Rows from a pointing dataset
[BEGIN]

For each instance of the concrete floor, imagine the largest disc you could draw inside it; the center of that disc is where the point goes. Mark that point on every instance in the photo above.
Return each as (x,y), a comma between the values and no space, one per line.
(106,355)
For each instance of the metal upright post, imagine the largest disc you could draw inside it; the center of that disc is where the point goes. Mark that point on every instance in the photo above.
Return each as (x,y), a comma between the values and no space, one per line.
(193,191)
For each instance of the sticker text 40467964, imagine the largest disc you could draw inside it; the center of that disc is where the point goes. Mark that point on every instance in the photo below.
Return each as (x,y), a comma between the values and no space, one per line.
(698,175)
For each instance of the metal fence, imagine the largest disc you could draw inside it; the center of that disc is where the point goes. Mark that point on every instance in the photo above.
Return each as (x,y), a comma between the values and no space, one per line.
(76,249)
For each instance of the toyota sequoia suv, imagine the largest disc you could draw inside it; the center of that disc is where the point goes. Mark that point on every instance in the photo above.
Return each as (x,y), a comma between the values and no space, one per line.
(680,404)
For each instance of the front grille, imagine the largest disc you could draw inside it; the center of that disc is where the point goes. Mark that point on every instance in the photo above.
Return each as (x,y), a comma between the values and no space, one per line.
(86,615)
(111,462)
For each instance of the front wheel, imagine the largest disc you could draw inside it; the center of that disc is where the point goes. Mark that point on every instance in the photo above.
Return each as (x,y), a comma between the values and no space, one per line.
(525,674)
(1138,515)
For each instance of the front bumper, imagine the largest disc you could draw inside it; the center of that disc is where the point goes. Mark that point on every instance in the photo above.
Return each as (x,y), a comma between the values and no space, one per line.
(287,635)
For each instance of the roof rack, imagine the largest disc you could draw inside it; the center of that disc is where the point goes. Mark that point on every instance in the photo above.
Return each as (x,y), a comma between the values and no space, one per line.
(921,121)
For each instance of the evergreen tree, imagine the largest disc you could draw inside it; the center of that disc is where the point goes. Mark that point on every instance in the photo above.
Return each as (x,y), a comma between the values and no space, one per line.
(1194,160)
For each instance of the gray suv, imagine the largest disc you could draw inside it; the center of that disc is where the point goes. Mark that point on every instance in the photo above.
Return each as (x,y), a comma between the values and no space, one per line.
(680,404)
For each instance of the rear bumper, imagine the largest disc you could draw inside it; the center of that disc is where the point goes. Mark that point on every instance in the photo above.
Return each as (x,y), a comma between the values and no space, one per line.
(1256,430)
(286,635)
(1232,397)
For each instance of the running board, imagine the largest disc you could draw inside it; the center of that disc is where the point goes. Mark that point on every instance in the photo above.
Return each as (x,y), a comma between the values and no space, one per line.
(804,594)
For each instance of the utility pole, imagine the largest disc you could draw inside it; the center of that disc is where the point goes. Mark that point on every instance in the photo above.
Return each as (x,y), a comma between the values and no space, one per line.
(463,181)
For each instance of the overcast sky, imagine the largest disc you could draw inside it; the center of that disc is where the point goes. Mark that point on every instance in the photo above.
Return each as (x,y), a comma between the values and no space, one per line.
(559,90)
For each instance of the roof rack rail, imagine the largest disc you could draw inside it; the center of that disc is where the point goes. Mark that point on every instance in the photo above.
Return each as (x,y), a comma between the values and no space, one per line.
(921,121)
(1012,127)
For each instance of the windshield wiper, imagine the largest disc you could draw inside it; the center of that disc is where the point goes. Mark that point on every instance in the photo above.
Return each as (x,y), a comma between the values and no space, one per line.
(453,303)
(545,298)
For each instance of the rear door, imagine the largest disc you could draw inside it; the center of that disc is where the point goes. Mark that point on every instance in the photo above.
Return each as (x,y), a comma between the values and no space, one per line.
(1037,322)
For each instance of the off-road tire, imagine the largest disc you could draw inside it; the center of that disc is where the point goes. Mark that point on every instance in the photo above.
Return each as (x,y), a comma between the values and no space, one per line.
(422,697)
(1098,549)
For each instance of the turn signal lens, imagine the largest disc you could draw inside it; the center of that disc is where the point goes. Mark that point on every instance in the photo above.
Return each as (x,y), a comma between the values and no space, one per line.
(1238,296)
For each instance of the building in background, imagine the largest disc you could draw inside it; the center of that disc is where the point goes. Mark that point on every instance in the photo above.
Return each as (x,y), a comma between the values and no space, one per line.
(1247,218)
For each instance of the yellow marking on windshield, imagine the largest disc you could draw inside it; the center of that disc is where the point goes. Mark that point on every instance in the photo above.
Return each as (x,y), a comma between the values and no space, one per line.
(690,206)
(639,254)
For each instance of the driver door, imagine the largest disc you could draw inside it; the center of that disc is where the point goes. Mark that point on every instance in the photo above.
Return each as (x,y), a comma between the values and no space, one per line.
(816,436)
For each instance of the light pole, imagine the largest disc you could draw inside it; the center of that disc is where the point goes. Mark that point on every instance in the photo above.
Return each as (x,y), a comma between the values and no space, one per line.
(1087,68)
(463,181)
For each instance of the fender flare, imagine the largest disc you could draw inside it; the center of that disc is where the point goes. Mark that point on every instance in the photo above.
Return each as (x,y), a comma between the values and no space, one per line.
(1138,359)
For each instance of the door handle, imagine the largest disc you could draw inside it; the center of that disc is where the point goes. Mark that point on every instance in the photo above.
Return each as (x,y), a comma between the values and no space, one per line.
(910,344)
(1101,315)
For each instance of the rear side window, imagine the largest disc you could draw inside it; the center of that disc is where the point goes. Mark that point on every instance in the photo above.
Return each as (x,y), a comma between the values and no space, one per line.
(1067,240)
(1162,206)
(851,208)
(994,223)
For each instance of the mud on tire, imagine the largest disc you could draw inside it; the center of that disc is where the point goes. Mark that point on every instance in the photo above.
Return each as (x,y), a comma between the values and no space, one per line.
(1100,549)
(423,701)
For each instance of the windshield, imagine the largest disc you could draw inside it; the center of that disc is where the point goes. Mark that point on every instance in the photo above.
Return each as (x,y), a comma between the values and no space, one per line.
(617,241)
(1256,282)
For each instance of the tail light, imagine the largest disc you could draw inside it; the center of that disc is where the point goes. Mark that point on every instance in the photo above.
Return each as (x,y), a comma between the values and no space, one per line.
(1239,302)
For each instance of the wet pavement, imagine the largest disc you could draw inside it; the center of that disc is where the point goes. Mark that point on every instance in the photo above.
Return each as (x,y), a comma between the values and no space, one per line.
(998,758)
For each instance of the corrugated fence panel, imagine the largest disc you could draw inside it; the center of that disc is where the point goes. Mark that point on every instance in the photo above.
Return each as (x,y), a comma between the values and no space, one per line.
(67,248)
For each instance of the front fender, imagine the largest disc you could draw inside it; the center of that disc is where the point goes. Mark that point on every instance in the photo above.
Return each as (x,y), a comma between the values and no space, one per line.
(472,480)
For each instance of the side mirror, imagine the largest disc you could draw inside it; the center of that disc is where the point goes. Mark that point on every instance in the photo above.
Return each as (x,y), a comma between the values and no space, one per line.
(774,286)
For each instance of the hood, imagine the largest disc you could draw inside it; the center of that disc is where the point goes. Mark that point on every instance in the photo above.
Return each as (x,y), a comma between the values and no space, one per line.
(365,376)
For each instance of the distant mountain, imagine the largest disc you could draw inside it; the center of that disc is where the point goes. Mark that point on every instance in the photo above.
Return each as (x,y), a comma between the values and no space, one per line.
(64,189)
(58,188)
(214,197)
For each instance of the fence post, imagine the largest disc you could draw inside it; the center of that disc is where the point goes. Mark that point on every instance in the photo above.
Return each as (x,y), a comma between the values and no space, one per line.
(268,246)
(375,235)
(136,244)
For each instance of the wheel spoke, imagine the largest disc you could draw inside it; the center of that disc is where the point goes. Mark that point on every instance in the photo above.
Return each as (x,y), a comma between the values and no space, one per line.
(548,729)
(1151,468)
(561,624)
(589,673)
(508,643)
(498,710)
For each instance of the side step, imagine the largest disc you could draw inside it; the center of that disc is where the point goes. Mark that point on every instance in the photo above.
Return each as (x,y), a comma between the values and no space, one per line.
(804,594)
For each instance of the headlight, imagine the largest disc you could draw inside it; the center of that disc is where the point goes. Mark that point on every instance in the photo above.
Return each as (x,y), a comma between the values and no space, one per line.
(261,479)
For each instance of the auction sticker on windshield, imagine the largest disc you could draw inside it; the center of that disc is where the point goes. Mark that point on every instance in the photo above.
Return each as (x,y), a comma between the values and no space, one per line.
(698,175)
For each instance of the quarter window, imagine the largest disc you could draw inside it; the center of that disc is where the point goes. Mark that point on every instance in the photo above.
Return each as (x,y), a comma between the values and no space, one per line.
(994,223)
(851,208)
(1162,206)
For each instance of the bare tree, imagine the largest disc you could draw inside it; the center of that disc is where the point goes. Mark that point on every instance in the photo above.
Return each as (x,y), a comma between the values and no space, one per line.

[END]

**SET PROBLEM:** Copy out the lines starting at the one containing "For each instance of the quarter" and ending with the last line of the entries. Include nothing else.

**FINAL RESULT:**
For each instance of the quarter window, imagine the largest disc you could draw inside it; the center of that disc is where the point goes. Mark that point on every instance in the photo above.
Return each as (x,y), a comma between the values and no space, one per line.
(994,223)
(851,208)
(1162,206)
For each instance of the bare tree, imagine the largest disc you could draw inside it; the center of that disc is where the point goes. Mark that point on every instance in the photo above.
Return each as (x,y), a comma between the values and no space, one per line.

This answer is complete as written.